== Exercise ==
Repeat the data exactly, so that every line matches the original.

== Excerpted records ==
== == ==

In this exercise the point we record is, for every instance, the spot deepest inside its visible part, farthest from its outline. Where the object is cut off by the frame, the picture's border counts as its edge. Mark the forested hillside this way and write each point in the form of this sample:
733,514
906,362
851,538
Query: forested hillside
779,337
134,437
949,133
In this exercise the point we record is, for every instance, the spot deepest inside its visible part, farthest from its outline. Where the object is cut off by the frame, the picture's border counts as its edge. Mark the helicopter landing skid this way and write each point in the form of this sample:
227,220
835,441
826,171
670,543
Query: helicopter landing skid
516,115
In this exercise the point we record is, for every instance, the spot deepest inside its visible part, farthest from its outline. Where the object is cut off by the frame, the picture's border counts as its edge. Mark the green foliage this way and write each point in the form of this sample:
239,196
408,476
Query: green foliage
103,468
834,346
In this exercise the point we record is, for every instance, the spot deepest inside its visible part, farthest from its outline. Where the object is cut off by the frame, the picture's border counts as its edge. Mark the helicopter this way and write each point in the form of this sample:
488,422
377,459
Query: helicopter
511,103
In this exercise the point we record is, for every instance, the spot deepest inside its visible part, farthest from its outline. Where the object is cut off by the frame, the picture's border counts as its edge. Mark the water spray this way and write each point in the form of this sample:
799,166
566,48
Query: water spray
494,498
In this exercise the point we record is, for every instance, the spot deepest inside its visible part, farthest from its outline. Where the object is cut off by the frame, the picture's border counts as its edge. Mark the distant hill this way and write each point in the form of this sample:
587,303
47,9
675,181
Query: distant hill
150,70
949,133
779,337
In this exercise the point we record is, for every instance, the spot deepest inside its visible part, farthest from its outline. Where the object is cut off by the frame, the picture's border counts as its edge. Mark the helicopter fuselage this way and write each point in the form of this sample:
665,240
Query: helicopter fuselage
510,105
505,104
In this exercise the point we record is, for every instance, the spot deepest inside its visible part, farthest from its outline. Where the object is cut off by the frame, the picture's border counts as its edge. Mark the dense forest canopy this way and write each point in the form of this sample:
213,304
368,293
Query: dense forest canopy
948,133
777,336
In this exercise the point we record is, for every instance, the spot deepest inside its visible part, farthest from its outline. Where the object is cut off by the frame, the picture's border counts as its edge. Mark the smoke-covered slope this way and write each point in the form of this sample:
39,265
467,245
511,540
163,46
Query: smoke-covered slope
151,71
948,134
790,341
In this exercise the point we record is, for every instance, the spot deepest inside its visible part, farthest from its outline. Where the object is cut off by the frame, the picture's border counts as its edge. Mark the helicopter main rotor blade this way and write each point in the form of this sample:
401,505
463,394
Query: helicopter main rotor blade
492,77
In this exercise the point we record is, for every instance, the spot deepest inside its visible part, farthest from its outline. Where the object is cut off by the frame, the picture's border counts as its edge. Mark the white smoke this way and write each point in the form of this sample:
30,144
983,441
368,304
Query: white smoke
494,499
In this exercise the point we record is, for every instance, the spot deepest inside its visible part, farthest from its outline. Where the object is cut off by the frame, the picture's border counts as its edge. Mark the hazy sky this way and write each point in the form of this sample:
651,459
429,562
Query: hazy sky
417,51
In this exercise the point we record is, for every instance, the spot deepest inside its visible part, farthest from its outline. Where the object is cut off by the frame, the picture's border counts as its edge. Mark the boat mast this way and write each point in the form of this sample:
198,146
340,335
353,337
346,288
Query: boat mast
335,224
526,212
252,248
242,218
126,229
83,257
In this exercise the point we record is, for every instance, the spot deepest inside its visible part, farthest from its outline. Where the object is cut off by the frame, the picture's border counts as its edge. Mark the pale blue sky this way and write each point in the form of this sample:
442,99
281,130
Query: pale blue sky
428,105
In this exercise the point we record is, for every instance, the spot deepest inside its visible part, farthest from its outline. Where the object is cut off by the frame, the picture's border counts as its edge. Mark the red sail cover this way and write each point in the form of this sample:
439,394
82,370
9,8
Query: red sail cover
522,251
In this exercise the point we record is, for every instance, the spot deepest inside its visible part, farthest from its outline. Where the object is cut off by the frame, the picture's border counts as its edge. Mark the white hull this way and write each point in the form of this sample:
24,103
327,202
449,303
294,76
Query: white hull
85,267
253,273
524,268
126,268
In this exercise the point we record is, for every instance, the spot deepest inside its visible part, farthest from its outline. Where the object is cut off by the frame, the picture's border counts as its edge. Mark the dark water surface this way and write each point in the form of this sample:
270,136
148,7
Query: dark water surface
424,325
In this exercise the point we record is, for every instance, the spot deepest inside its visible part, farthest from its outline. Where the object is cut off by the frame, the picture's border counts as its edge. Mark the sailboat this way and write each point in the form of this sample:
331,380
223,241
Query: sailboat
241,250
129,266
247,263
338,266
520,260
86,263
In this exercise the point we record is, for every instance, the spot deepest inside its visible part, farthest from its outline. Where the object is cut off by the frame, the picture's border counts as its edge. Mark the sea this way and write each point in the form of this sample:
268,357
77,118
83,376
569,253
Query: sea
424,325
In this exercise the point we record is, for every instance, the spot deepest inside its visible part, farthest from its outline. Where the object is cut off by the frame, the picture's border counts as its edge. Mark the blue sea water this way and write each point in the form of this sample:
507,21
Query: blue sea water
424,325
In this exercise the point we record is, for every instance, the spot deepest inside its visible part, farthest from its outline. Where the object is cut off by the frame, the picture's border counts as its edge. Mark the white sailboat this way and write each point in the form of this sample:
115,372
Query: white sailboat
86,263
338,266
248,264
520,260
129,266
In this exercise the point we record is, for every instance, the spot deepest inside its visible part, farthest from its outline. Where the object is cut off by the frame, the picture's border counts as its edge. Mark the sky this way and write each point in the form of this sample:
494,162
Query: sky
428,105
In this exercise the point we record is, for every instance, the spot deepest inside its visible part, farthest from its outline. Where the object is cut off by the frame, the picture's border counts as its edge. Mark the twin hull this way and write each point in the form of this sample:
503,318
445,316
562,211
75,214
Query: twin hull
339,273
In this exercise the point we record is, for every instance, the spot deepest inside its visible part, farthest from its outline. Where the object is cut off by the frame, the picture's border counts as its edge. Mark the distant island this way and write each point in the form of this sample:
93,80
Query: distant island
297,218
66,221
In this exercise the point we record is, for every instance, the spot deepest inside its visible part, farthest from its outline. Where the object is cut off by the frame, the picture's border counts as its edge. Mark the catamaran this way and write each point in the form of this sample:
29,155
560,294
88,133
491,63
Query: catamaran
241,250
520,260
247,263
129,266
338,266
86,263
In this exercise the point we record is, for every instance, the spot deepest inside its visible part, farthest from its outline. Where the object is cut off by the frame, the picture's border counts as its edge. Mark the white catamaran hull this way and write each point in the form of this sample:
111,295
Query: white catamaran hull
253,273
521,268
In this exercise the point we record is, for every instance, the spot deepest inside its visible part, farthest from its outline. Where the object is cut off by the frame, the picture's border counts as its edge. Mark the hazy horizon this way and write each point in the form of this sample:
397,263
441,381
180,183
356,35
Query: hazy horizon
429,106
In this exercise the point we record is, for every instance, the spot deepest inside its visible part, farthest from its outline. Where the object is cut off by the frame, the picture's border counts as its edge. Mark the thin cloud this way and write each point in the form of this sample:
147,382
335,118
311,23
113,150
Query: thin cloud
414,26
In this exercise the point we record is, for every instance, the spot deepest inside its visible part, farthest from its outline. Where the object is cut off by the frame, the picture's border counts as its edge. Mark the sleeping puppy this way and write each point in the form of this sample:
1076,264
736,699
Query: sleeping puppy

== == ==

== Result of this exercise ==
In this exercise the point we record is, for every instance, the spot deepest inside its visible part, farthest from its outline. Where the object is cut off by the frame, the picture's border counts as its edge. Mark the forested hillside this way and write each point in the form of this sample:
733,514
906,362
851,538
Query: forested hillside
779,337
134,437
949,133
In this exercise the point we record is, for every instance, the spot deepest inside its visible part, farthest from its outline. Where the object is cut off by the frame, the picture's border counts as its edge. Mark the helicopter landing skid this way and write each point in the form of this sample:
227,220
835,441
826,171
670,543
Query: helicopter landing skid
516,115
In this exercise the point we record is, for every instance, the spot deepest inside its visible part, farthest from its outline. Where the object is cut off by the frame, the picture's border counts as its edge. Mark the green foliage this way and write each point in the form of this sample:
239,196
408,476
Query: green foliage
103,468
834,346
In this exercise the point we record is, for every instance, the spot deepest inside its visible part, farthest from its outline. Where the object is cut off by the frame, the picture's border counts as its edge. Mark the helicopter this way and write each point in the form of this sample:
488,422
377,459
Query: helicopter
511,103
In this exercise the point we record is, for every instance, the spot deepest inside its visible part, farthest from its outline. Where the object is cut off by the frame, the picture's border counts as its edge. Mark the water spray this way and write each point in the form of this sample:
799,166
566,48
Query: water spray
494,498
In this exercise the point we record is, for every instance, the spot deepest inside its visible part, farthest from its outline. Where the object is cut off by the frame, the picture's border counts as its edge. Mark the distant hill this way and write each point in the form of this sample:
587,303
47,9
675,181
Query: distant hill
150,70
949,133
779,337
In this exercise the point we record is, for every instance, the spot deepest inside its visible part, farthest from its outline. Where the object is cut off by the frame, the picture's border counts as its edge. Mark the helicopter fuselage this way and write each point in the form of this sample:
665,240
Query: helicopter fuselage
510,105
505,104
In this exercise the point we record is, for every instance, the spot deepest inside its visible part, farthest from its outline. Where the object is cut off by the frame, the picture's border counts as its edge. Mark the dense forest canopy this way and write each point in the form of this sample:
213,304
368,293
Query: dense forest canopy
948,133
777,336
In this exercise the point we record is, for every instance, the spot deepest inside its visible part, farthest from its outline. Where the object is cut off by the frame, the picture's border counts as its edge. Mark the smoke-covered slope this way and write each point in the form of this sample:
39,265
467,245
511,540
163,46
Query: smoke-covered slope
151,71
948,134
790,341
In this exercise the point we record is, for every instance, the spot deepest inside its visible part, farthest from its outline. Where the object is cut off by the frame, the picture's border counts as its edge. Mark the helicopter main rotor blade this way and write each point in the form of this sample:
401,505
463,394
Query: helicopter main rotor blade
492,77
In this exercise the point we record is, for every instance, the spot deepest inside its visible part, farthest from its outline. Where the object is cut off by the frame, the picture's border counts as its edge. Mark the white smoke this way and write each point in the form of this sample:
30,144
983,441
368,304
Query: white smoke
494,499
In this exercise the point we record is, for every instance, the spot deepest inside its visible part, farthest from its outline. Where the object is cut off by the frame, the picture's border counts as its edge. Mark the hazy sky this way and write each point in the form of this sample:
651,459
429,562
Query: hazy sky
417,51
In this exercise the point we record is, for every instance, the spot deepest inside its visible part, farthest from its outline. Where the object is cut off by the frame, the picture's border counts as its edge. Mark the boat mast this way and write each point in the form of this sample:
198,146
340,335
353,337
346,288
Query: boat mast
335,224
526,212
252,248
242,218
126,229
83,257
In this exercise the point we record is, for every instance, the spot deepest inside its visible part, farthest from its outline. Where the object is cut off by the frame, the picture's border counts as its edge. Mark the pale blue sky this way and write each point in the form of this sample:
442,99
281,130
Query: pale blue sky
428,105
In this exercise the point we record is, for every instance, the spot deepest inside its visible part, farthest from its outline. Where the object is cut off by the frame, the picture's border counts as its edge. Mark the red sail cover this way and write each point in the form of this sample:
439,394
82,370
9,8
Query: red sail cover
522,251
In this exercise the point we record is, for every instance, the spot deepest inside its visible part, farthest from its outline. Where the object is cut off by the frame, the picture's border counts as its edge. Mark the white hull this way and write each point in the form of this sample:
24,103
327,202
449,303
294,76
Query: white hull
85,267
253,273
524,268
126,268
In this exercise the point we record is, for every instance, the spot deepest inside its visible part, farthest from its outline. Where the object is cut off by the frame, the picture's border counts as its edge. Mark the dark water surface this way and write each point in the form of this sample:
270,136
148,7
Query: dark water surface
424,325
In this exercise the point we record is, for every instance, the spot deepest inside its visible part, farthest from its outline. Where the object is cut off by the frame, the picture's border counts as its edge. Mark the sailboat this way and write each point in the form of this sample:
331,380
223,241
Query: sailboat
241,250
129,266
247,263
338,266
520,260
86,263
In this exercise the point we record is, for every instance, the spot deepest inside its visible part, farthest from its outline. Where the object is cut off by the frame, the picture's border counts as its edge. Mark the sea this way and write each point in the form of this sample:
268,357
77,118
83,376
569,253
Query: sea
424,325
In this exercise the point we record is, for every instance, the spot deepest inside its visible part, farthest from its outline. Where the object is cut off by the frame, the picture's border counts as its edge. Mark the blue sea water this way and write each point in the form of this sample:
507,21
Query: blue sea water
424,325
In this exercise the point we record is, for every instance, the spot deepest inside its visible part, farthest from its outline. Where the object is cut off by the frame, the picture's border counts as its edge. Mark the white sailboat this way and write each point in the form of this sample:
115,372
Query: white sailboat
86,263
338,266
248,264
520,260
129,266
In this exercise the point we record is, for every instance, the spot deepest inside its visible part, farthest from its outline. Where the object is cut off by the frame, the picture's border counts as its edge. Mark the sky this way and write each point in the form of this sample:
494,162
Query: sky
428,105
In this exercise the point we record is, for every instance, the spot deepest inside its visible part, farthest from its outline. Where the object is cut off by the frame, the picture's border counts as its edge. Mark the twin hull this way and write each point in the form of this sample:
503,318
445,316
562,211
75,214
Query: twin hull
339,273
In this exercise the point we record is, for every instance, the spot deepest inside its visible part, farthest from its outline. Where the object is cut off by the frame, the picture's border counts as its edge. Mark the distant island this way and write each point in the form of this sample:
93,80
Query: distant island
297,218
66,221
In this exercise the point we record is, for every instance, the spot deepest inside its visible part, farthest from its outline. Where the object is cut off by the frame, the picture's border counts as its edge. Mark the catamaran this way and write each point in the form of this sample:
29,155
560,294
88,133
491,63
Query: catamaran
241,250
520,260
247,263
129,266
338,266
86,263
In this exercise the point we record is, for every instance, the spot deepest inside its visible part, farthest from its outline. Where the object is cut off by the frame, the picture's border counts as its edge. Mark the white catamaran hull this way and write each point in the form of this sample:
111,295
Query: white catamaran hull
253,273
521,268
In this exercise the point we record is, for every instance, the spot deepest inside its visible part, farthest from its outline. Where the object is cut off by the frame, the picture's border counts as its edge. Mark the hazy horizon this way and write each point in the form of this sample:
397,263
441,381
180,183
356,35
Query: hazy horizon
429,106
In this exercise the point we record is, for every instance, the spot deepest inside its visible part, farthest from its outline. Where the object is cut off by the frame, the picture's border counts as its edge. Mark the thin cloud this way and write each point in the form of this sample:
147,382
335,118
311,23
113,150
Query: thin cloud
414,26
In this exercise the point we record is, for every instance, the spot deepest inside its visible part, farthest from its outline. Where the object is cut off by the frame, the picture's border counts as its edge. Mark the sleeping puppy this way and write each point in the form of this sample:
1076,264
736,699
Query: sleeping puppy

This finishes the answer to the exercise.